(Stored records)
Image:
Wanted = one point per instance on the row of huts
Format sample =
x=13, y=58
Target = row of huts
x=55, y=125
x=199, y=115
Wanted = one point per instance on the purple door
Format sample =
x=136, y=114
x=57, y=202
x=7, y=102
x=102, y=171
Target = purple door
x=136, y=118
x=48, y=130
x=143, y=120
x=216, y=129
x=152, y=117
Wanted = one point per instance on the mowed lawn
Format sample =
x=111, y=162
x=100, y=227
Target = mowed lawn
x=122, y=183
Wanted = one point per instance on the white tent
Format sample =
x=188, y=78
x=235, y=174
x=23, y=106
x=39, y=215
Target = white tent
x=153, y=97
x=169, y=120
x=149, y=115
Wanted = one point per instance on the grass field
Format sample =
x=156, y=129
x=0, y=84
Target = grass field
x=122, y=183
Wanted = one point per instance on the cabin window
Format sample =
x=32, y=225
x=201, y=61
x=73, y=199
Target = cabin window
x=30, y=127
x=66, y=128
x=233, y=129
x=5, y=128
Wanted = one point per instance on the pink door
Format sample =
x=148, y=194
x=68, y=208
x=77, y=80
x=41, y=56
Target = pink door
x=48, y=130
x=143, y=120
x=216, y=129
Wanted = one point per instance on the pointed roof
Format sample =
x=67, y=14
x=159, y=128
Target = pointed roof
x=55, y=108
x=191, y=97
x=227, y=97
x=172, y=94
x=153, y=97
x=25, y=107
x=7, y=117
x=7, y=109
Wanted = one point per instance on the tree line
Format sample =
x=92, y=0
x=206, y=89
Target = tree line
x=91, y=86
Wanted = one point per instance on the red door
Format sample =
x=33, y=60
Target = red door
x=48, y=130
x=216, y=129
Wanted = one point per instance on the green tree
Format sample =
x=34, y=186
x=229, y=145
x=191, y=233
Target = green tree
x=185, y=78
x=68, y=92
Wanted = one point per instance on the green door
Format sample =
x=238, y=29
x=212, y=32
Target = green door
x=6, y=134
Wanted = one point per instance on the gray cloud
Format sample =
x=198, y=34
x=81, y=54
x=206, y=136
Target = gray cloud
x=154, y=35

§ Directions:
Take the data above and reproduce it exactly.

§ Task result:
Image:
Wanted = one point per instance on the row of huts
Format sample =
x=13, y=58
Target = row of huts
x=55, y=125
x=199, y=115
Wanted = one point per instance on the purple door
Format sample =
x=136, y=114
x=57, y=202
x=7, y=102
x=102, y=171
Target = purple door
x=136, y=118
x=48, y=130
x=143, y=120
x=216, y=129
x=152, y=117
Wanted = one point per instance on the mowed lawn
Format sample =
x=111, y=162
x=100, y=227
Target = mowed lawn
x=122, y=183
Wanted = one point per instance on the white tent
Format sample =
x=188, y=78
x=235, y=174
x=23, y=106
x=39, y=215
Target = white tent
x=153, y=97
x=169, y=120
x=149, y=115
Wanted = one point per instance on the grass field
Format sample =
x=156, y=129
x=0, y=84
Target = grass field
x=122, y=183
Wanted = one point per instance on the cabin window
Format sample =
x=32, y=225
x=201, y=61
x=73, y=199
Target = cabin window
x=30, y=127
x=66, y=128
x=233, y=129
x=5, y=128
Wanted = one point per instance on the pink door
Format sample =
x=148, y=194
x=68, y=208
x=77, y=80
x=41, y=56
Target = pink door
x=48, y=130
x=143, y=120
x=216, y=129
Wanted = one point per instance on the pointed roof
Format sample =
x=67, y=14
x=159, y=128
Target = pointed roof
x=55, y=108
x=191, y=97
x=227, y=97
x=172, y=94
x=153, y=97
x=25, y=107
x=7, y=117
x=7, y=109
Wanted = one point per instance on the tree line
Format sample =
x=92, y=0
x=206, y=89
Target = tree line
x=91, y=86
Wanted = one point per instance on the red door
Format sample =
x=33, y=60
Target = red door
x=48, y=130
x=216, y=129
Wanted = one point per instance on the green tree
Format sample =
x=34, y=186
x=229, y=145
x=191, y=233
Target = green tree
x=185, y=78
x=68, y=92
Wanted = one point per instance on the green door
Format sample =
x=238, y=29
x=212, y=32
Target = green door
x=6, y=134
Wanted = one point per instance on the gray cloud
Format sample =
x=198, y=34
x=81, y=54
x=206, y=136
Target = gray cloud
x=154, y=35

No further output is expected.